Goal >> Could you copy out, word for word, the part of the rows below that opens with the line containing "Could you please locate the green foliage" and closes with the line containing "<point>401,632</point>", including both of those lines and nothing else?

(Dataset rows on where objects are located)

□ □ □

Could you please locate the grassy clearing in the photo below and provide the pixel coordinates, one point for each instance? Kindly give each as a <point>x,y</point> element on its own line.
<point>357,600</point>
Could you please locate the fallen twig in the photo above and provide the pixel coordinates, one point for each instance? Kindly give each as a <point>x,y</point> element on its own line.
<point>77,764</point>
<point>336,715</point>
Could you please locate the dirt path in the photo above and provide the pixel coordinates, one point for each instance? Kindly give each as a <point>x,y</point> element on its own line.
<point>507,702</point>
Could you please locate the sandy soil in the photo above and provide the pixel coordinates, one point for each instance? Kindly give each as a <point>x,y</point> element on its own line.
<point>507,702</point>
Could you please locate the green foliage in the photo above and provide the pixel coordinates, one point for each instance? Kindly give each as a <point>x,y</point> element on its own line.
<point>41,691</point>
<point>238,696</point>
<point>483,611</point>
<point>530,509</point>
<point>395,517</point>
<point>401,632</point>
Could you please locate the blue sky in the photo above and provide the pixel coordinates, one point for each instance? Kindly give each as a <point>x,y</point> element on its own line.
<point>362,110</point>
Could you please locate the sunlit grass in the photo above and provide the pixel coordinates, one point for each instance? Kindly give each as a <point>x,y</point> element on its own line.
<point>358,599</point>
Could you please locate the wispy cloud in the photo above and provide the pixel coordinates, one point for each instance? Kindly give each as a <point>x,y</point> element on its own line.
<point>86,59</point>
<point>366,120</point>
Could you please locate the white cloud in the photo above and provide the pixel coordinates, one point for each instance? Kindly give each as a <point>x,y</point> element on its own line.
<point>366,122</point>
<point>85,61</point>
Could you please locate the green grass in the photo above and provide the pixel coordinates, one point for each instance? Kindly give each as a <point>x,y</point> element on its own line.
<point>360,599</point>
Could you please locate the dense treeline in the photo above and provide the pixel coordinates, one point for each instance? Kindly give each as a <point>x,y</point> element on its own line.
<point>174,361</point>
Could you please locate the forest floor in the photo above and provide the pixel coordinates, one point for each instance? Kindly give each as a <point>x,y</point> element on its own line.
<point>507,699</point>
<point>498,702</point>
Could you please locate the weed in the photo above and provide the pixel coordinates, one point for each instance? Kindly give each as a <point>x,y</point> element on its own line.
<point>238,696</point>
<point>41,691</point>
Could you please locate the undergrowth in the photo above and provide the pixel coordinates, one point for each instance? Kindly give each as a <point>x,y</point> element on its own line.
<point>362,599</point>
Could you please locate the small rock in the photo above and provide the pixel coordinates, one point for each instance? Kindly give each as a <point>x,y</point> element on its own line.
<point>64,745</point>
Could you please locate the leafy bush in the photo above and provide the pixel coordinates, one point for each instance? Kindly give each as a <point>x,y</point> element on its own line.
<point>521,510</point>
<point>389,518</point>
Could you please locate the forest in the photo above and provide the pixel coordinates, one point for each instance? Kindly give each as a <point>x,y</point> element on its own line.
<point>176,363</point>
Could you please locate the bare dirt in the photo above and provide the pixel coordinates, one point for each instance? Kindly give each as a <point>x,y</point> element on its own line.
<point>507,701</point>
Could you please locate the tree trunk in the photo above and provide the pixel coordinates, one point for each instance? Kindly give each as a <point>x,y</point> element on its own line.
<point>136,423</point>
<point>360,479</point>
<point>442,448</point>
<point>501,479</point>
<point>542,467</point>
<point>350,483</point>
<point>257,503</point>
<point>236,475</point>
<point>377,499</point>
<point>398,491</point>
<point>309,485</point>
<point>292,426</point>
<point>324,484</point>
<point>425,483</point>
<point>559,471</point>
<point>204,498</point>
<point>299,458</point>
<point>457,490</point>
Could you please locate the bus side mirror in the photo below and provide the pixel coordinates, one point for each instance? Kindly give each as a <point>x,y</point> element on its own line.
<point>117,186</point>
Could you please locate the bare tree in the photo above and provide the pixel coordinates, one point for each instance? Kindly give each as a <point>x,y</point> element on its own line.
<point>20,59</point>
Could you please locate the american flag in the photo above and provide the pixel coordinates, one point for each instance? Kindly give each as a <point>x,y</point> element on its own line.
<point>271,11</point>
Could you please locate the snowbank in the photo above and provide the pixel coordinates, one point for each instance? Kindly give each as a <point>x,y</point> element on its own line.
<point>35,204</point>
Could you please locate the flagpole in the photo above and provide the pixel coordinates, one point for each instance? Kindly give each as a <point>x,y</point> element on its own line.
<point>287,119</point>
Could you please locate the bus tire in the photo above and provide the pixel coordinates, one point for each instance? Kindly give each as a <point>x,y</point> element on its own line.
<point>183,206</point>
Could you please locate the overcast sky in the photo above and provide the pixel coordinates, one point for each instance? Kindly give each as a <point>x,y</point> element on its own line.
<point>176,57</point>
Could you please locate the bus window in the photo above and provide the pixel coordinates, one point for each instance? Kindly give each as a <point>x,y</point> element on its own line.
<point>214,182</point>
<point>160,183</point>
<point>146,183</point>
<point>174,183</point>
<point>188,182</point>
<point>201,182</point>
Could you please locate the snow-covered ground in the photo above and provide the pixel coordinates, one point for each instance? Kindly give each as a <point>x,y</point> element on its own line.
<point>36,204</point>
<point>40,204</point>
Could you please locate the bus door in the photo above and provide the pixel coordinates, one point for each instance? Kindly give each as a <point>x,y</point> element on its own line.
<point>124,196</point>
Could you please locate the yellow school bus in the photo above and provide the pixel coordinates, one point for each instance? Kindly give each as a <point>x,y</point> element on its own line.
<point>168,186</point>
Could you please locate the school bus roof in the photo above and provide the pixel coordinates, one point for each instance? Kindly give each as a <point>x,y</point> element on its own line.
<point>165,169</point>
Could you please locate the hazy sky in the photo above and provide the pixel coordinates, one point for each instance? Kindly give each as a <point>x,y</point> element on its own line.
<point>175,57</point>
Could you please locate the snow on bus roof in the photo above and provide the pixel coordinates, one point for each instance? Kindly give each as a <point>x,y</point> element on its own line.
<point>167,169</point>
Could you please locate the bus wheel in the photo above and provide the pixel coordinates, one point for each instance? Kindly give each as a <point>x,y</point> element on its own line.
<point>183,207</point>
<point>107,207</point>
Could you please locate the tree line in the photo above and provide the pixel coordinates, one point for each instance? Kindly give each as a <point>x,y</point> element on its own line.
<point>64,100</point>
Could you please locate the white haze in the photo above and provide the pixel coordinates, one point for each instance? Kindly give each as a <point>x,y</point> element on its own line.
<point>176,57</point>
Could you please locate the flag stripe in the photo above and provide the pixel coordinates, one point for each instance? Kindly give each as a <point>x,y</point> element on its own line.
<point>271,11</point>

□ □ □

Task output >>
Could you please locate the green foliage in the photo above and provide the pixel coordinates, one point for each instance? Kindly give each as a <point>x,y</point> element on its own line.
<point>41,691</point>
<point>238,696</point>
<point>483,611</point>
<point>530,509</point>
<point>395,517</point>
<point>401,632</point>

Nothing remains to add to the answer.